-- STATED PROBLEM --
Change "backpack" to "rucksack" in the rows below, in the part that opens with the line containing "For every instance of the sky, the" and closes with the last row. Give that part again with everything else unchanged.

** START **

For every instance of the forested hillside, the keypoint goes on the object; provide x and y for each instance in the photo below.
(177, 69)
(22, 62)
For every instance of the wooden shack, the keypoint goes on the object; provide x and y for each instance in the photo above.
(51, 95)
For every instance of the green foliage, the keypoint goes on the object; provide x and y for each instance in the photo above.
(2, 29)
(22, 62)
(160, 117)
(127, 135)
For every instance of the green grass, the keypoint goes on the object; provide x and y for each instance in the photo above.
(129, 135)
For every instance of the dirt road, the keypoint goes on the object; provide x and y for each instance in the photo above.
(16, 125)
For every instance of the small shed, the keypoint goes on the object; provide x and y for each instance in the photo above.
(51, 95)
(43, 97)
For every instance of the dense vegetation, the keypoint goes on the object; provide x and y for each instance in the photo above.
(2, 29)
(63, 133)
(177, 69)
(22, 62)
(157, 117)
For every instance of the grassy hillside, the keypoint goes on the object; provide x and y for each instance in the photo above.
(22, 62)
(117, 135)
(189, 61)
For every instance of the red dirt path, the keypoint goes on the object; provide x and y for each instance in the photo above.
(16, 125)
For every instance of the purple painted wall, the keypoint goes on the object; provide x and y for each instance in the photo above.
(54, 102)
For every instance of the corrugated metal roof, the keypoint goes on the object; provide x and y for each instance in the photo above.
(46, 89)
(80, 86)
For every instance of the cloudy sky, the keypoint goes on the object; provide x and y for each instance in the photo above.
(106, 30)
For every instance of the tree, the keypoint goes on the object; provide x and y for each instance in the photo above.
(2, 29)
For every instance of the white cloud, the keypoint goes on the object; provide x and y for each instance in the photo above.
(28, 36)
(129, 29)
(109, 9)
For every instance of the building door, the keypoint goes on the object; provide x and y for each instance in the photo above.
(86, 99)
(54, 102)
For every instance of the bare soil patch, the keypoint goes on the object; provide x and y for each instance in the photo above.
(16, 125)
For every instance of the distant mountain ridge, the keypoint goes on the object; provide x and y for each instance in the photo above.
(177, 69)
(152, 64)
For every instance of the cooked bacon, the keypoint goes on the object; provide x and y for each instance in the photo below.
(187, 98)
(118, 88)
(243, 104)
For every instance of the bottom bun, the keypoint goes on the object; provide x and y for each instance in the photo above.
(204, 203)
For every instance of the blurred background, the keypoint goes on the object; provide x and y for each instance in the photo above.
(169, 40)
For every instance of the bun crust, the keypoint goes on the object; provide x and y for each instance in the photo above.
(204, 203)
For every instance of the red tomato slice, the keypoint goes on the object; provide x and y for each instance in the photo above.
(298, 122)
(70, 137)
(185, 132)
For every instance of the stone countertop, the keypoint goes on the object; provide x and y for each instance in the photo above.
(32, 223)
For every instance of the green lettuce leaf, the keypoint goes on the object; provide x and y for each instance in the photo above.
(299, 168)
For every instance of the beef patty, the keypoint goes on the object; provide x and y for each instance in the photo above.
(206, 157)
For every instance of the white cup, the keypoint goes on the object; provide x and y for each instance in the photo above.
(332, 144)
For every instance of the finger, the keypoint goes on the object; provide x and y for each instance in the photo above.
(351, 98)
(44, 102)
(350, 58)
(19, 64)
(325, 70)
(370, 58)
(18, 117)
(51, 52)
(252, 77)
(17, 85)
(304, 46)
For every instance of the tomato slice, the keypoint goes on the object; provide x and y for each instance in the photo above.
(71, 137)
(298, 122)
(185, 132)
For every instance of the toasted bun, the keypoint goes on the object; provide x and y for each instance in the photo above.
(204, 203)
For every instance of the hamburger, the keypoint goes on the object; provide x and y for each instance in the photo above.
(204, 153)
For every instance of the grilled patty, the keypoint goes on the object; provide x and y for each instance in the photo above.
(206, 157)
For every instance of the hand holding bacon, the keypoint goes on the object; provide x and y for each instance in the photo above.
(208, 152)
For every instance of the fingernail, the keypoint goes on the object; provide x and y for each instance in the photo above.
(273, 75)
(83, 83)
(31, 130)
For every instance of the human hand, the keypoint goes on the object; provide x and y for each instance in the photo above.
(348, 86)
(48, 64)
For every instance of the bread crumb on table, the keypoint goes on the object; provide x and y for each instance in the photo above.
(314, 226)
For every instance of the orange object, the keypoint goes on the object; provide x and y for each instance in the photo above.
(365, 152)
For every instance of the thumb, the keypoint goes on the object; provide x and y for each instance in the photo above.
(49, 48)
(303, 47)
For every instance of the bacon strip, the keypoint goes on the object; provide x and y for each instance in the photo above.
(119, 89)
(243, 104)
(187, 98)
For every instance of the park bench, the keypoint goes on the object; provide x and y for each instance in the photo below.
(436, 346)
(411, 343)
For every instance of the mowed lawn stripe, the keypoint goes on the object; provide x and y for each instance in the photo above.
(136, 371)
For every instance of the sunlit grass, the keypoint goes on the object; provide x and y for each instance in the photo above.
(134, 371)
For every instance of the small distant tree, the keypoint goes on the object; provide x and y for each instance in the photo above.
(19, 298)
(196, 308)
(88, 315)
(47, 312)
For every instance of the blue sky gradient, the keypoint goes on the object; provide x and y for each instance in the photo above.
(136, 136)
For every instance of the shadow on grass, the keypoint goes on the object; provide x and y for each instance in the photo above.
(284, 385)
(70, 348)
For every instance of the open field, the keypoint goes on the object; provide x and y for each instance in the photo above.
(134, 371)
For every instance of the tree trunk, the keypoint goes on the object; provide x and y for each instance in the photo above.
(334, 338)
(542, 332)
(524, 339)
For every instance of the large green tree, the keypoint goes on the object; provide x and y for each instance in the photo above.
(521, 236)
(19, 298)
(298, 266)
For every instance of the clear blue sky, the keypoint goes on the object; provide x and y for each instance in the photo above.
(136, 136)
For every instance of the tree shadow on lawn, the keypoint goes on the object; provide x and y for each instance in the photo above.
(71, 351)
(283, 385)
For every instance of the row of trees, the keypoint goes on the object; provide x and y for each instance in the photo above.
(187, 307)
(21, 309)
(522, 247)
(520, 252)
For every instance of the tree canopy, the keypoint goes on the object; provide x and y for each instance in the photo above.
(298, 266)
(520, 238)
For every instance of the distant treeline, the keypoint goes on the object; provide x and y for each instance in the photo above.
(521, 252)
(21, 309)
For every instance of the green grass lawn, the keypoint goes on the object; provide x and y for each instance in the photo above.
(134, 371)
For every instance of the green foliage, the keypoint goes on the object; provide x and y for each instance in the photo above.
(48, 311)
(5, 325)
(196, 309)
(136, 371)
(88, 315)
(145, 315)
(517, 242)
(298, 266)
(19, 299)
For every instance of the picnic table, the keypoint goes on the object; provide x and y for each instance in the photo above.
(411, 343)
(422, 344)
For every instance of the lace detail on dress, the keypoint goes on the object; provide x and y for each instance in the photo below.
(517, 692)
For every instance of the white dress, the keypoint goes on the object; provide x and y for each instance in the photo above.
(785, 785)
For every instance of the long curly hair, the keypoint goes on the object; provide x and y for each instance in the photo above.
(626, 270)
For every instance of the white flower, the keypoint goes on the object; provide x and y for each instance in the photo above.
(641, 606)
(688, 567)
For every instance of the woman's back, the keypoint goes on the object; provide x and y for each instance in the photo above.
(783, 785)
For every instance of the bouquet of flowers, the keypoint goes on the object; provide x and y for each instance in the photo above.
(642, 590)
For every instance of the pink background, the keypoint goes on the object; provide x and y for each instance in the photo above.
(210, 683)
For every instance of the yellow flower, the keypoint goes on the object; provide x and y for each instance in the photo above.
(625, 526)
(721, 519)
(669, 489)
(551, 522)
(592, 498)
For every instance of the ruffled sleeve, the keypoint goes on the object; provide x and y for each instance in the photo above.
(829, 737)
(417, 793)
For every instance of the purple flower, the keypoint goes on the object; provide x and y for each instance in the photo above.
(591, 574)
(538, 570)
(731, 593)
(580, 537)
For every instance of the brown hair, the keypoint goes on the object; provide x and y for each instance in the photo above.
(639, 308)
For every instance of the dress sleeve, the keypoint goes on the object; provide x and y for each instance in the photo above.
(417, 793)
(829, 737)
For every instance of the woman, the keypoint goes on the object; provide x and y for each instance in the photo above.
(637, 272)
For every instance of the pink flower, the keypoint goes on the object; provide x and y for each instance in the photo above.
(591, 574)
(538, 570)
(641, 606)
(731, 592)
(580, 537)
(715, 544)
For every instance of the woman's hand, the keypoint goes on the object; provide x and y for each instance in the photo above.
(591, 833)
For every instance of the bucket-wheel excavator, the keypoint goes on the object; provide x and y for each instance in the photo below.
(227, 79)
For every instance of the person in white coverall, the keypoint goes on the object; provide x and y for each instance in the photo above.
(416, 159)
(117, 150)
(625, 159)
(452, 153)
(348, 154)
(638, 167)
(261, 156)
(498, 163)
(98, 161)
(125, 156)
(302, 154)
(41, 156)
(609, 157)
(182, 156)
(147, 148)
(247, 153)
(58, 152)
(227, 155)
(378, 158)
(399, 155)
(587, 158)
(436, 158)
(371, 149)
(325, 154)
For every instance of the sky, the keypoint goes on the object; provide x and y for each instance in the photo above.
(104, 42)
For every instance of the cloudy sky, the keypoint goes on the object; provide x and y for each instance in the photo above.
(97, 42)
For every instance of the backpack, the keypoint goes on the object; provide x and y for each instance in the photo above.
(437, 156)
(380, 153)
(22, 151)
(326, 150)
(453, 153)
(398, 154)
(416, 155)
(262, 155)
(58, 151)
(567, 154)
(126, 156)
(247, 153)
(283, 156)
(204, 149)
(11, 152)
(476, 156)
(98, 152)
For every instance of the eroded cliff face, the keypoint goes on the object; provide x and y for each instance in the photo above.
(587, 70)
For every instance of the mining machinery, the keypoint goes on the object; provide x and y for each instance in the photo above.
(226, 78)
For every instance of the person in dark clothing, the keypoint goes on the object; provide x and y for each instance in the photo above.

** END **

-- COMPLETE OUTPUT --
For every instance of the sky, the keypoint goes on the object; provide x and y for each instance in the photo above.
(104, 42)
For every instance of the cloudy sky, the keypoint goes on the object; provide x and y for each instance in the photo above.
(97, 42)
For every instance of the rucksack, the keypoint goes on the object; provide x and y for each instance in the photo above.
(437, 156)
(380, 153)
(22, 151)
(326, 150)
(453, 153)
(398, 154)
(416, 155)
(262, 155)
(58, 151)
(567, 154)
(126, 156)
(247, 153)
(283, 156)
(204, 149)
(11, 152)
(476, 156)
(98, 152)
For every instance of the eroded cliff face, the keypoint goes on the object; provide x and y for each instance in the photo above.
(587, 70)
For every instance of the mining machinery, the keypoint goes on the object; provide x and y for each instance in the photo above.
(226, 78)
For every instance of the person in dark clothing, the keypoint goes on the object; provide x and y for each instance in the photo above.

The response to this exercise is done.